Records
◇ ◇ ◇
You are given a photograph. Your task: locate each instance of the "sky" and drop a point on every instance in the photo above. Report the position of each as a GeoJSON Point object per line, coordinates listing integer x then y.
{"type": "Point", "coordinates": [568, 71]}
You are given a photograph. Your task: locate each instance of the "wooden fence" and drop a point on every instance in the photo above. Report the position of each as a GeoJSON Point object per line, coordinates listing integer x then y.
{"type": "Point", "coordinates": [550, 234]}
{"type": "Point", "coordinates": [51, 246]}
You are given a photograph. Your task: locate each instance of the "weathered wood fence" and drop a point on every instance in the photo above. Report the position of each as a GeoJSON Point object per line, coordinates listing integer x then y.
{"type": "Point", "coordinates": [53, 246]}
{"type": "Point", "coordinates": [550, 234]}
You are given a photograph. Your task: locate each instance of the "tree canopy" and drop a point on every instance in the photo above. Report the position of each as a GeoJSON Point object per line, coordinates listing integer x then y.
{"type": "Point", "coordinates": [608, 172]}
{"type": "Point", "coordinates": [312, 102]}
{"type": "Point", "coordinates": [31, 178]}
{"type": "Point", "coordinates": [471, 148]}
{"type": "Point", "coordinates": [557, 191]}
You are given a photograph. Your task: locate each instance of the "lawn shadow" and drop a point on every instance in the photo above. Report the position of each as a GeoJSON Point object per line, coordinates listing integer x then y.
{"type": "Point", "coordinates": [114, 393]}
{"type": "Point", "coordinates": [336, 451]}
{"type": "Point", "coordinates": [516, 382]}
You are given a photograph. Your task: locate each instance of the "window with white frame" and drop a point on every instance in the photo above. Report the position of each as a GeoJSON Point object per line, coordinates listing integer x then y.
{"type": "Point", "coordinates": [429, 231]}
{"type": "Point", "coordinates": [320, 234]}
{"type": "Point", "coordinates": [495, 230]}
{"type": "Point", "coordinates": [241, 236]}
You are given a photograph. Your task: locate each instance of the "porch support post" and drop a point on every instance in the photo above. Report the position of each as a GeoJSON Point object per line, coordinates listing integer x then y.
◇ ◇ ◇
- TO BE DONE -
Each line of the material above needs to be quoted exactly, please.

- FINISHED EXERCISE -
You are given a photograph. Your task: locate each instance of the "sky" and drop a point on every instance in the photo above. Report the position of each as a GeoJSON Point object per line, coordinates listing integer x then y.
{"type": "Point", "coordinates": [568, 71]}
You are given a photograph. Your task: locate each instance of the "wooden fence" and drop a point on every instance in the photo above. Report the position of each as a GeoJSON Point object per line, coordinates listing integer x then y.
{"type": "Point", "coordinates": [550, 234]}
{"type": "Point", "coordinates": [51, 246]}
You are given a photograph. Your task: locate each instance of the "weathered wood fence" and drop a point on every instance in the photo above. Report the position of each as a GeoJSON Point object per line, coordinates listing integer x then y.
{"type": "Point", "coordinates": [53, 246]}
{"type": "Point", "coordinates": [550, 234]}
You are given a photograph. Your task: locate each instance of the "tree canopy" and drop a point on every instance in the photo above. Report the position of each as a GeoJSON Point object per line, coordinates listing integer x then y.
{"type": "Point", "coordinates": [608, 172]}
{"type": "Point", "coordinates": [312, 102]}
{"type": "Point", "coordinates": [31, 178]}
{"type": "Point", "coordinates": [471, 148]}
{"type": "Point", "coordinates": [557, 191]}
You are given a photograph. Your task: locate each instance of the "lawn shadow" and drop a point on every instance in the photo above. Report the position of each as a GeoJSON Point object per line, coordinates listing integer x then y.
{"type": "Point", "coordinates": [114, 393]}
{"type": "Point", "coordinates": [336, 451]}
{"type": "Point", "coordinates": [516, 382]}
You are given a photograph. Your task: locate each instance of the "window with white frame" and drop a point on every instance in the photo above. Report the position of each as a GeoJSON Point object per line, coordinates listing integer x then y.
{"type": "Point", "coordinates": [429, 231]}
{"type": "Point", "coordinates": [320, 234]}
{"type": "Point", "coordinates": [495, 230]}
{"type": "Point", "coordinates": [241, 236]}
You are given a photograph. Your task: locate each instance of the "porch support post" and drop a point on every instance in the photo above. Report the position of each as a GeoJSON Point object per line, coordinates listing integer x then y.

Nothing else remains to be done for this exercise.